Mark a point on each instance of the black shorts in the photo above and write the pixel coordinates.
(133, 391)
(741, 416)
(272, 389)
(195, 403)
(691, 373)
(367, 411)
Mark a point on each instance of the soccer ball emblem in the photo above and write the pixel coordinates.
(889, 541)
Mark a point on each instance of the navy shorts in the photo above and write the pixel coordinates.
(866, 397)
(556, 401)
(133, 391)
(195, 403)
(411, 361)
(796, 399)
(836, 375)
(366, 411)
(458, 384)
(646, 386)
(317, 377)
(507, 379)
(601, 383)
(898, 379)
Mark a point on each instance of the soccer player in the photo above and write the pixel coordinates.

——————

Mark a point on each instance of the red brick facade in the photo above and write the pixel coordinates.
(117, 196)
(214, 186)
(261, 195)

——————

■ **Problem requirements**
Looking at the data above, write out exactly the lines that start at the one containing "Mark a point on each instance of the black" and end at the one containing "Mark a point on each instance of the soccer player"; include both and nothing beyond.

■ **Exercise response**
Mark a point on each instance of the black shorts in the photo above and write the pixel coordinates.
(133, 391)
(741, 416)
(272, 389)
(195, 403)
(691, 373)
(367, 411)
Mark a point on each instance of the soccer ball emblem in the photo above and write the pixel coordinates.
(889, 541)
Mark a point on each instance of the navy shorts in the photo above and write the pixel coordinates.
(866, 397)
(556, 401)
(133, 391)
(195, 403)
(411, 361)
(796, 399)
(836, 375)
(366, 411)
(458, 384)
(646, 386)
(317, 377)
(507, 379)
(601, 383)
(898, 379)
Mark a point on each instance of the soccer player in the photo above and write the pixel coordinates.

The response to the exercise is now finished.